>> start INPUT FOR THIS TASK

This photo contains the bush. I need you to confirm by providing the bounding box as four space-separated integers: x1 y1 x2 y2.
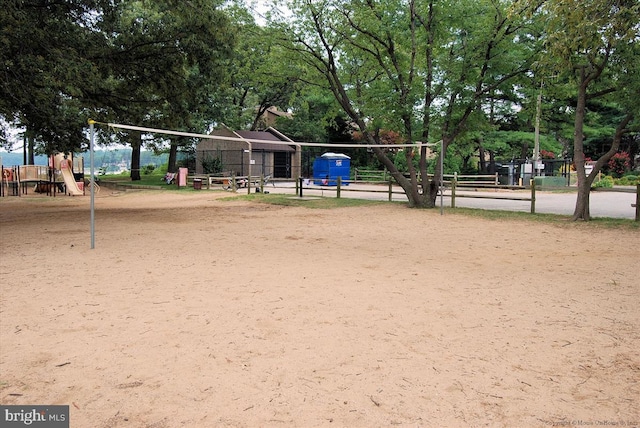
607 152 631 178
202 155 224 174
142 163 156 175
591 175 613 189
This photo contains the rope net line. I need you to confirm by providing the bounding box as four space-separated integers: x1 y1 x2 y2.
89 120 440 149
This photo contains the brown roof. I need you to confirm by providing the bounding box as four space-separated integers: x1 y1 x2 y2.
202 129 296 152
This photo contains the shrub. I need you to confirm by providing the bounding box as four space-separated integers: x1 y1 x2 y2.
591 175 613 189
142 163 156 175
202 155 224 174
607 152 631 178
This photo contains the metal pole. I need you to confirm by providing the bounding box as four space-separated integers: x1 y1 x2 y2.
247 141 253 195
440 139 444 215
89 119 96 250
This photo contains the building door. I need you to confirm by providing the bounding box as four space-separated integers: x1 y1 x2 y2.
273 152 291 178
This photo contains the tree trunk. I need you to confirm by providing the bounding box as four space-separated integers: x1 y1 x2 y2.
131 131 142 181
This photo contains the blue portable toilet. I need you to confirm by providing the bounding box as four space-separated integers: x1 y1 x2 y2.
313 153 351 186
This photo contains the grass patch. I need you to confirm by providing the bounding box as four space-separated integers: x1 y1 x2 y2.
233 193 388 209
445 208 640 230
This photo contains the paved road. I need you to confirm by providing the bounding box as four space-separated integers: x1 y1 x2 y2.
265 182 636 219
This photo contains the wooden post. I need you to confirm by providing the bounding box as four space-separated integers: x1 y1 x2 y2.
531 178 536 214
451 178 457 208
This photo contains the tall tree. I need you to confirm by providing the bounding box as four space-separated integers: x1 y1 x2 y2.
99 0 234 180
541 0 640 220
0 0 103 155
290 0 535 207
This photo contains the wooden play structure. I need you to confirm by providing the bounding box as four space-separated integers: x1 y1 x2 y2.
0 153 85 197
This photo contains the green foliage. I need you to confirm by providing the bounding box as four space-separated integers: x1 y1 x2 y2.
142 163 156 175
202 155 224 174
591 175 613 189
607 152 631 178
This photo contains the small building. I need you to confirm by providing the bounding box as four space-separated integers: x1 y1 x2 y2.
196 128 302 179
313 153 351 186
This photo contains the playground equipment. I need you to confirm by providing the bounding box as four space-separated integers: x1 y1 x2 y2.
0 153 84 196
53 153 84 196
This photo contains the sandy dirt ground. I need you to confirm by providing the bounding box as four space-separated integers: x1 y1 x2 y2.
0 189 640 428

>> end INPUT FOR THIS TASK
>> start INPUT FOR THIS TASK

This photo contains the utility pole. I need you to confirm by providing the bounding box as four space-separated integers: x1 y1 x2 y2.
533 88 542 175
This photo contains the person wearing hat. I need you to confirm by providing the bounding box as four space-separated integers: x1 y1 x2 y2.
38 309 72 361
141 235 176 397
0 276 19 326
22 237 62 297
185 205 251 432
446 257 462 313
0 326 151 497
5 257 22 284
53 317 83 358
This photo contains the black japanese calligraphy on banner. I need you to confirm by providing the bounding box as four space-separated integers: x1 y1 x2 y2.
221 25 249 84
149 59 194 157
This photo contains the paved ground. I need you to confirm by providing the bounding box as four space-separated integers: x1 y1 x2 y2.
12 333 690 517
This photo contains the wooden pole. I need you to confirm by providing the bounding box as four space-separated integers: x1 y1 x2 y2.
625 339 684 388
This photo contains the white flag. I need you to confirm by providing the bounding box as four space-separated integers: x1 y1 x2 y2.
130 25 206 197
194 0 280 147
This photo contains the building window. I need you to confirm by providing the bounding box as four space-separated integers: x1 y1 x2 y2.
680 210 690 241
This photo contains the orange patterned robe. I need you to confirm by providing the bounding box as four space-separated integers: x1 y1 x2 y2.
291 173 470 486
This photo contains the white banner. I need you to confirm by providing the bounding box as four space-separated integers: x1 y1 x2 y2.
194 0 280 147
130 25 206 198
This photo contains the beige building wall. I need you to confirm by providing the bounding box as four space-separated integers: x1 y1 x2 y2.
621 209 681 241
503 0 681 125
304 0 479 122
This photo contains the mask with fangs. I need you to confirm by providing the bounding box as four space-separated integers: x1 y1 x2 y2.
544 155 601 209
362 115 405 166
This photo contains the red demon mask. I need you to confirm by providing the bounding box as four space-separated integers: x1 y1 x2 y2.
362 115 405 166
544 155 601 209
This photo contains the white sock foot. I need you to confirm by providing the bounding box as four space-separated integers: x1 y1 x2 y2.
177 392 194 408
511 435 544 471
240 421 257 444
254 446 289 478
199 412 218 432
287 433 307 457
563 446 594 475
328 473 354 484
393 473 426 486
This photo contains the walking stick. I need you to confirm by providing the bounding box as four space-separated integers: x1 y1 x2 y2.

>> end INPUT FOR THIS TASK
>> start INPUT FOR THIS TASK

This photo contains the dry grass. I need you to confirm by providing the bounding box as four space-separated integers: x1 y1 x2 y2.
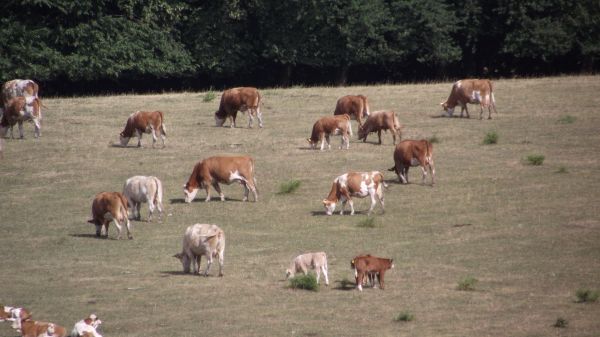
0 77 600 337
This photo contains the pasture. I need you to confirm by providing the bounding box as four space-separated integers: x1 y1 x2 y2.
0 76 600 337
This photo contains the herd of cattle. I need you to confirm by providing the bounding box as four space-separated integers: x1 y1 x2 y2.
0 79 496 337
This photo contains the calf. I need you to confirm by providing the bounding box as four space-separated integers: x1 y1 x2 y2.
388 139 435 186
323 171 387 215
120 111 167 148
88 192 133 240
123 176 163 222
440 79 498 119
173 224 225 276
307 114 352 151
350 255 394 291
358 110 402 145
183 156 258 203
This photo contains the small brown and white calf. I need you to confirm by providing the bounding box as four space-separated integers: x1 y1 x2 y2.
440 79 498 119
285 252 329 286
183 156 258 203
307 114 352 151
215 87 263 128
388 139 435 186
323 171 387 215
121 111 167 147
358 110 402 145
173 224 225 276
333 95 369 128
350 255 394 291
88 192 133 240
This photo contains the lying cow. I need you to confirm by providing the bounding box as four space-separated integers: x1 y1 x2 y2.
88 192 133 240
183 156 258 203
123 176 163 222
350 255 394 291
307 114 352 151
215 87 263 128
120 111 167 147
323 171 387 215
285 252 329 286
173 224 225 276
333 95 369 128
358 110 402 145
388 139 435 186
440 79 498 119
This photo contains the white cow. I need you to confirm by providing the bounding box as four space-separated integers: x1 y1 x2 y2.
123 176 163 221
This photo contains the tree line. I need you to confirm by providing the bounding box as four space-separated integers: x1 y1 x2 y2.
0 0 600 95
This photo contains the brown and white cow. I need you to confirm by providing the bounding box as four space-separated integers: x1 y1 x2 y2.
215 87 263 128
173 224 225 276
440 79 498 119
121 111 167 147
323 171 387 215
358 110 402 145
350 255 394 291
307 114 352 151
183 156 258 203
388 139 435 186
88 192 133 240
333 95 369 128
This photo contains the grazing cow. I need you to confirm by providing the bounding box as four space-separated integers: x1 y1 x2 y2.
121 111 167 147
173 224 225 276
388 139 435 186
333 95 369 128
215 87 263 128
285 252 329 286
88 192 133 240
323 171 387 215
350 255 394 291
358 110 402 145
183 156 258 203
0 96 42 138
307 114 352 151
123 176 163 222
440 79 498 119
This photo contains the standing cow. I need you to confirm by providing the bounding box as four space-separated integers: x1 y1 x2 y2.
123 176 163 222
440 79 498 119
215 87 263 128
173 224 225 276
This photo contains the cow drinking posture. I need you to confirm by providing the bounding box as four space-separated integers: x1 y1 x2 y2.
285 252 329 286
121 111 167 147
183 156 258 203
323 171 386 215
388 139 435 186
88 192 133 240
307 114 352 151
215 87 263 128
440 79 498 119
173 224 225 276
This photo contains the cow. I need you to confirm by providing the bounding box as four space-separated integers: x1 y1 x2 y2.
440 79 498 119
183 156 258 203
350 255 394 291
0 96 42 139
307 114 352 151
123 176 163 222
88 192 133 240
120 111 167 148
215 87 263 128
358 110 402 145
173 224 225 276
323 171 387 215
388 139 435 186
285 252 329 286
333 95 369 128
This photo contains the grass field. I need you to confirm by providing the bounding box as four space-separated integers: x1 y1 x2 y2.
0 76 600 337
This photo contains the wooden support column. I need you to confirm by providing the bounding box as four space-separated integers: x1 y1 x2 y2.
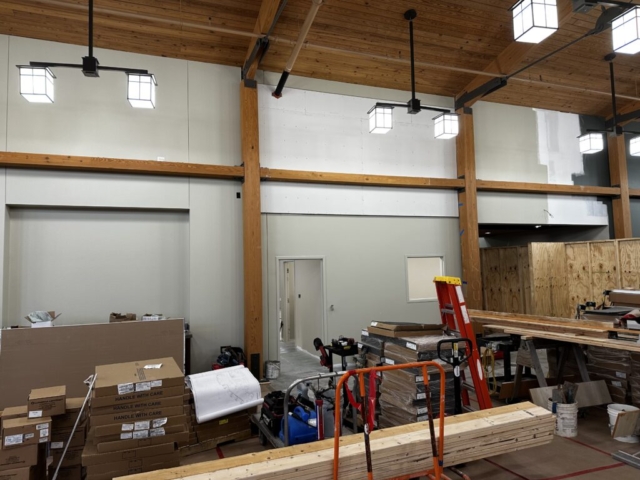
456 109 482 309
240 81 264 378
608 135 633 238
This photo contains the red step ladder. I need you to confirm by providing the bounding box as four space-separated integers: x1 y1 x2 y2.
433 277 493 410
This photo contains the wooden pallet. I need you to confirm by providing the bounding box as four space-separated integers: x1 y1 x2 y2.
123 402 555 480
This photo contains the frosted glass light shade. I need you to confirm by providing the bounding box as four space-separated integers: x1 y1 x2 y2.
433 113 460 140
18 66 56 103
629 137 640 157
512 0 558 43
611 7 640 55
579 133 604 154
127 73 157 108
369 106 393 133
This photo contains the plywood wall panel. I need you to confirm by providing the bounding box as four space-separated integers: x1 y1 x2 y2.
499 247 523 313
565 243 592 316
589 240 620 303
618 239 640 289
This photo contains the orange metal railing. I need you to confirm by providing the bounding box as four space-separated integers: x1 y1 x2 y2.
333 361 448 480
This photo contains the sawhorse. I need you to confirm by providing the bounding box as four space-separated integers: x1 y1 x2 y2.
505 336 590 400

>> end INPUT FOR THIS TASK

PROBLEM TO WORK ON =>
Output the material in the stretch from the line containing "This photo contains the small building." through the line containing "0 189 640 428" as a two-column CSV with the columns request and answer, one row per request. Put each value in a single quoted field, with line breaks replaced by spaces.

THE RESULT =>
request,answer
"This photo contains the small building. I need you to confirm by providing the bounding box as four space-separated integers: x1 y1 x2 y2.","196 128 302 179 313 153 351 186"
"This photo contains the playground equipment. I need you to confirm by providing the bounding box as four space-separated integers: x1 y1 x2 y2.","0 153 84 196 53 153 84 196"
"This photo contains the sandy dirt ground. I need you to confirm by providing the bounding box as four space-separated integers: x1 y1 x2 y2.","0 189 640 428"